• _本文抜粋_
•••••

これをゲーム攻略の傾向で見るとその性質は、
より明確に出てきます。
一から全て自分多たちで思考して攻略を目指すか、
それとも誰かが記した攻略法を参照して攻略するか。
日本人の殆どが攻略法を参照するタイプに成ります。
勿論、攻略法を参照する方が楽で速いです。
ある意味、自分で思考してやるのが面倒な場合も、
攻略法を活用しますので
一概には断定するものでは有りません。
しかし・・・誰も到達した事のない
未知の世界を探求するという意味では、
攻略法に頼るだけの頭は何の役にも立ちません。
無論そういう攻略法に頼るタイプでも
受験勉強同様にゲーム制作者の癖の様な
マニアックな攻略法を知っている人はまた少し別ですが…
ある意味そういう人たちは寧ろ情報を分析しているわけで、
難関大学の受験を突破するレベルと言う意味でも
優秀な人達に成るのです。
ただし…学者と呼ばれる人たちは、
情報を分析するレベルまではあるものの、
自ら思考して創造する能力まではあるとは言えない。

•••••

[物体位置指示データセットの行]

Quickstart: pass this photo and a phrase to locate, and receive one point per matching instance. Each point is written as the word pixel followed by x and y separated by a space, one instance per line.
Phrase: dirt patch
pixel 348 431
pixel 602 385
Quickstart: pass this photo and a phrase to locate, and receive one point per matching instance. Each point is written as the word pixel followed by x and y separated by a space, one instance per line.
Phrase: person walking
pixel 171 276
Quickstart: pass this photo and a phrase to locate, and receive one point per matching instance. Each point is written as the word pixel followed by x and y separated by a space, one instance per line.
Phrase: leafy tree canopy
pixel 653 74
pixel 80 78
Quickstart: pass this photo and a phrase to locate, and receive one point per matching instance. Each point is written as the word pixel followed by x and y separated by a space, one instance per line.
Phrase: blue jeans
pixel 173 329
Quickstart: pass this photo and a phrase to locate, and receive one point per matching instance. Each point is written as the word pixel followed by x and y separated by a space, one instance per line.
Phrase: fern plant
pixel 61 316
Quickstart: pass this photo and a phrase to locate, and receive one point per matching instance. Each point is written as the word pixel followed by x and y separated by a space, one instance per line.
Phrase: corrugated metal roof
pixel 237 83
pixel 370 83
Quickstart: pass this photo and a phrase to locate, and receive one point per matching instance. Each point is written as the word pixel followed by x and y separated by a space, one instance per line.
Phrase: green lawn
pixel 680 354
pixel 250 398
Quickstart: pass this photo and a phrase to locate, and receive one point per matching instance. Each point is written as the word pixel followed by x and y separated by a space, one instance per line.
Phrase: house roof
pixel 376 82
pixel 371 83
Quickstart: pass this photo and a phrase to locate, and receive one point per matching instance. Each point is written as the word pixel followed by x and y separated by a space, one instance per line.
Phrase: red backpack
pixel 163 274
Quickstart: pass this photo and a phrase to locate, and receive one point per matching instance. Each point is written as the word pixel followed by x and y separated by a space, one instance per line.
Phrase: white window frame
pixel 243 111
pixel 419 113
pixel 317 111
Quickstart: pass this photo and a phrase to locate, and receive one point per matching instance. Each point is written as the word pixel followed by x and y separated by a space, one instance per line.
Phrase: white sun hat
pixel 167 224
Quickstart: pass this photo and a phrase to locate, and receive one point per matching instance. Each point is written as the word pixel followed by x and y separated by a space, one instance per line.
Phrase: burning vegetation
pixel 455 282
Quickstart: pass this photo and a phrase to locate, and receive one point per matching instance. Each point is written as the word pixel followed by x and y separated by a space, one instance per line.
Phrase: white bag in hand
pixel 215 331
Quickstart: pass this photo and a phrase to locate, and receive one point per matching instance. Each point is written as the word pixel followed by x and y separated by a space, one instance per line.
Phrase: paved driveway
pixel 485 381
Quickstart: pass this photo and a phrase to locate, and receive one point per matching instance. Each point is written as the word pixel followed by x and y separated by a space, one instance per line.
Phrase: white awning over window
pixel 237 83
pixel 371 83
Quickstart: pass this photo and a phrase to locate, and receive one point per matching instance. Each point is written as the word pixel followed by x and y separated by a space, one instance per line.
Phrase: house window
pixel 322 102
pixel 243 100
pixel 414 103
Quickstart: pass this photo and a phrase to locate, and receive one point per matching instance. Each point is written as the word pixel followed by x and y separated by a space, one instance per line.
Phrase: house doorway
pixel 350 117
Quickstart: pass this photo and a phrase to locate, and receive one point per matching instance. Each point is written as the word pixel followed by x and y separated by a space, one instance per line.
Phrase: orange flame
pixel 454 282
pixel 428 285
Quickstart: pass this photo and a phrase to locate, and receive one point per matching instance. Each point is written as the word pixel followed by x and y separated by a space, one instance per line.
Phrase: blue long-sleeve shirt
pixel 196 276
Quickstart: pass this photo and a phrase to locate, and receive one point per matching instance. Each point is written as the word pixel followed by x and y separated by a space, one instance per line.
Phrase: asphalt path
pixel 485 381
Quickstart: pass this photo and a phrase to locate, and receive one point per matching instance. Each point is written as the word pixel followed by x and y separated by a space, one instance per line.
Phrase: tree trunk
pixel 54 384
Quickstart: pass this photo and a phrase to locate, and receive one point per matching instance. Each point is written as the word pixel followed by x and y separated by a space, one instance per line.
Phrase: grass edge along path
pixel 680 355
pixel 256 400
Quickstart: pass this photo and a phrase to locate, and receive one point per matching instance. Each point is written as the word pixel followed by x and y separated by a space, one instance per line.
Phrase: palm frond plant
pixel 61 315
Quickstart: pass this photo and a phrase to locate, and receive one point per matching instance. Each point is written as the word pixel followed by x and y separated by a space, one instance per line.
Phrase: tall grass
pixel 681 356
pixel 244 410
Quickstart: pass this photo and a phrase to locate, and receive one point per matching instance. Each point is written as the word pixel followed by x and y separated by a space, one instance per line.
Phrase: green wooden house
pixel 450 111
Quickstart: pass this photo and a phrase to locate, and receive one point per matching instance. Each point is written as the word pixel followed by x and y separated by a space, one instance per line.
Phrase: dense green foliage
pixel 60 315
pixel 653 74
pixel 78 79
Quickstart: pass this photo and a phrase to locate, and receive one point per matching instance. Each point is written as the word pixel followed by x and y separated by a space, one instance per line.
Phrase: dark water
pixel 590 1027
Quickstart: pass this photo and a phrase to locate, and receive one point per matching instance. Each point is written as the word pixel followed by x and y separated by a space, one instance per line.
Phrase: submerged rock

•••••

• _次の課題_
**1)** 本文抜粋を「無論そういう攻略法に頼るタイプでも」の語がある箇所から書き起こし、「自ら思考して創造する能力まではあるとは言えない。」の語で止めて、そのまま書き写してください。
**2)** 記録の冒頭から、「pixel 61 316」を含む行までを一字一句違えずに繰り返してください。両端の行を含め、それ以外の行は加えないでください。

• _解答一覧_
**1)**
無論そういう攻略法に頼るタイプでも
受験勉強同様にゲーム制作者の癖の様な
マニアックな攻略法を知っている人はまた少し別ですが…
ある意味そういう人たちは寧ろ情報を分析しているわけで、
難関大学の受験を突破するレベルと言う意味でも
優秀な人達に成るのです。
ただし…学者と呼ばれる人たちは、
情報を分析するレベルまではあるものの、
自ら思考して創造する能力まではあるとは言えない。

**2)**
Quickstart: pass this photo and a phrase to locate, and receive one point per matching instance. Each point is written as the word pixel followed by x and y separated by a space, one instance per line.
Phrase: dirt patch
pixel 348 431
pixel 602 385
Quickstart: pass this photo and a phrase to locate, and receive one point per matching instance. Each point is written as the word pixel followed by x and y separated by a space, one instance per line.
Phrase: person walking
pixel 171 276
Quickstart: pass this photo and a phrase to locate, and receive one point per matching instance. Each point is written as the word pixel followed by x and y separated by a space, one instance per line.
Phrase: leafy tree canopy
pixel 653 74
pixel 80 78
Quickstart: pass this photo and a phrase to locate, and receive one point per matching instance. Each point is written as the word pixel followed by x and y separated by a space, one instance per line.
Phrase: blue jeans
pixel 173 329
Quickstart: pass this photo and a phrase to locate, and receive one point per matching instance. Each point is written as the word pixel followed by x and y separated by a space, one instance per line.
Phrase: fern plant
pixel 61 316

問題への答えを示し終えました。